READING PASSAGE:
****

In aggregate, the 289 individual market QHPs collected $35.76 billion in premium income and paid claims of nearly $37.30 billion in 2014. This does not account for administrative costs—additional expenses that typically amount to about 15 percent of premiums. The risk corridor program, which was intended to transfer money from generally profitable insurers selling QHPs to generally unprofitable ones, ran a deficit of nearly $2.2 billion for individual market QHPs in 2014. However, the risk corridor program was designed to reimburse only a portion of insurer losses, which means overall losses were substantially greater than $2.2 billion.

PROJECTING PREMIUMS WITHOUT THE REINSURANCE PROGRAM

Insurers incurred large losses in 2014 despite receiving $6.72 billion in net reinsurance payments for their individual market QHPs. The average loss ratio (medical claims paid divided by premium income) for the 289 QHPs equaled 1.110 when weighting QHPs by claims. This loss ratio suggests that premiums for individual market QHPs will have to rise significantly when the reinsurance program ends. Assuming that insurers generally need at least 15 percent of premiums to cover administrative expenses, premiums in 2014 were roughly 26 percent too low, on average, to cover insurers’ full costs of offering individual market QHPs.

****

GIVEN DATA:
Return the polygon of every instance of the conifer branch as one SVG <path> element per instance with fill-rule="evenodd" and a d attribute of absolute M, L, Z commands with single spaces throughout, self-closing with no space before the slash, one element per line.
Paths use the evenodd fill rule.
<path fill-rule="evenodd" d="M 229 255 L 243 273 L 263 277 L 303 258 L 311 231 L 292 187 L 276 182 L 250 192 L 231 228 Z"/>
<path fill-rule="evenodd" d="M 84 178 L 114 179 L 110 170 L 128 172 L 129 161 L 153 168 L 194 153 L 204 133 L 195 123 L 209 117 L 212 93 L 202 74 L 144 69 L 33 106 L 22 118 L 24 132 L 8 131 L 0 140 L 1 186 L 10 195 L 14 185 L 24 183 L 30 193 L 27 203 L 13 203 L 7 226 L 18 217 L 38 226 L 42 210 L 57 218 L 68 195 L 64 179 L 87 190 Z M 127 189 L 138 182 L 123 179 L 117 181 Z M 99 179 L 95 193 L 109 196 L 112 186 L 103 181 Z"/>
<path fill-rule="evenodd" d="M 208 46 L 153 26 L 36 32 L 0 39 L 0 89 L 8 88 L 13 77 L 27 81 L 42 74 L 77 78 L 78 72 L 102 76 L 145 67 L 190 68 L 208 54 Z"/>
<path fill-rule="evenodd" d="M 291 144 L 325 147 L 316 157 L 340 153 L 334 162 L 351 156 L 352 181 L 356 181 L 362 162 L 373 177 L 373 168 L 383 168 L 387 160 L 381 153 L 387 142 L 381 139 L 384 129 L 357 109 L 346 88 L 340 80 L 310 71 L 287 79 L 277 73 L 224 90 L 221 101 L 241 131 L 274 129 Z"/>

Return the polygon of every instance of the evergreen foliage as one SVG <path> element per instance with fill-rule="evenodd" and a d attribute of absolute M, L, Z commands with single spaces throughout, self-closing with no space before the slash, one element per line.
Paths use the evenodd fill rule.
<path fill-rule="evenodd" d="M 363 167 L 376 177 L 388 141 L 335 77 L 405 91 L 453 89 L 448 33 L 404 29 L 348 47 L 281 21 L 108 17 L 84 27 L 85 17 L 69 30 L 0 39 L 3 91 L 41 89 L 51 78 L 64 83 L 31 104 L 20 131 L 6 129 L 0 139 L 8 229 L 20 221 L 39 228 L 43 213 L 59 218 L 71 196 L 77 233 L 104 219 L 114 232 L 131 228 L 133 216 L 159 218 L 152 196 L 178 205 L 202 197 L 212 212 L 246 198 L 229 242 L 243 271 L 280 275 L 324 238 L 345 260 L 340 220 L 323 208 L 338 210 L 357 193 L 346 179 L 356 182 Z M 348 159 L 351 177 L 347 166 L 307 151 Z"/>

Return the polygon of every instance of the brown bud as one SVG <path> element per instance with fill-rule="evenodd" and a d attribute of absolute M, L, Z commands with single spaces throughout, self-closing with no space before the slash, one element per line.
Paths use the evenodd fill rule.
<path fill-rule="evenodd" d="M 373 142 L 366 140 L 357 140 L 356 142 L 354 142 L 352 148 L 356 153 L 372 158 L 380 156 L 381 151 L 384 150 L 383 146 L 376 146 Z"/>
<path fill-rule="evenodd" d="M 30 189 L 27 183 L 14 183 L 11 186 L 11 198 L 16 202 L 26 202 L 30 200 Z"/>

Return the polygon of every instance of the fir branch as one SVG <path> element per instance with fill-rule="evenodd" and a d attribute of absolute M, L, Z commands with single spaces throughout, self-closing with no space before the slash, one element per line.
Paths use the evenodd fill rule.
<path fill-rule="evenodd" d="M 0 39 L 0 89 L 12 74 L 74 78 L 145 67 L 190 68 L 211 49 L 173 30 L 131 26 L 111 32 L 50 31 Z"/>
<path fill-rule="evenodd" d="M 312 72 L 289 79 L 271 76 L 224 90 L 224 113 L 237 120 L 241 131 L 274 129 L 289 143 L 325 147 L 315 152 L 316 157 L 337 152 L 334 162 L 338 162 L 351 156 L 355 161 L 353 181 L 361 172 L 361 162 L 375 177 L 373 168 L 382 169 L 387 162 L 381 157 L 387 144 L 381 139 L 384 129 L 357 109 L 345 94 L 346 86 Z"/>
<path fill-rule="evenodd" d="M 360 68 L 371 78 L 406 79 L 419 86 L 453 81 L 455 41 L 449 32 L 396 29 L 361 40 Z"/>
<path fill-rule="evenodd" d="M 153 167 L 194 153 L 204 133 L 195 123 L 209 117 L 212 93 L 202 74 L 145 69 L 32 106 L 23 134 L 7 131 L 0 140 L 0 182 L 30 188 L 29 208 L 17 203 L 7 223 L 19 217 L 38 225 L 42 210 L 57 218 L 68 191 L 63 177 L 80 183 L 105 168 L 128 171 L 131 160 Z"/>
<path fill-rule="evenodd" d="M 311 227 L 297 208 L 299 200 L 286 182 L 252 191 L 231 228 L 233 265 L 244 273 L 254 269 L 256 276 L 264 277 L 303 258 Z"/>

****

PROBLEMS TO SOLVE:
1. Decide whether each statement agrees with the passage on 2014 insurer losses: (a) the 289 individual market QHPs paid more in claims than they collected in premium income in 2014; (b) the risk corridor program was designed to reimburse insurers for all of their losses; (c) insurers received no reinsurance payments for their individual market QHPs in 2014. Answer yes or no for each and quote the deciding words of the passage.
2. Duplicate the passage on 2014 insurer losses from "Insurers incurred large" up to and including "offering individual market QHPs.".
3. Summarize the passage on 2014 insurer losses in two sentences.

PER-TASK OUTPUTS:
1.
(a) Yes: "collected $35.76 billion in premium income and paid claims of nearly $37.30 billion in 2014"
(b) No: "the risk corridor program was designed to reimburse only a portion of insurer losses"
(c) No: "despite receiving $6.72 billion in net reinsurance payments for their individual market QHPs"

2.
Insurers incurred large losses in 2014 despite receiving $6.72 billion in net reinsurance payments for their individual market QHPs. The average loss ratio (medical claims paid divided by premium income) for the 289 QHPs equaled 1.110 when weighting QHPs by claims. This loss ratio suggests that premiums for individual market QHPs will have to rise significantly when the reinsurance program ends. Assuming that insurers generally need at least 15 percent of premiums to cover administrative expenses, premiums in 2014 were roughly 26 percent too low, on average, to cover insurers’ full costs of offering individual market QHPs.

3. In 2014 the 289 individual market QHPs collected $35.76 billion in premiums but paid nearly $37.30 billion in claims. Even with $6.72 billion in net reinsurance payments, their average loss ratio was 1.110, and assuming at least 15 percent of premiums goes to administrative expenses, premiums were roughly 26 percent too low and will have to rise significantly when the reinsurance program ends.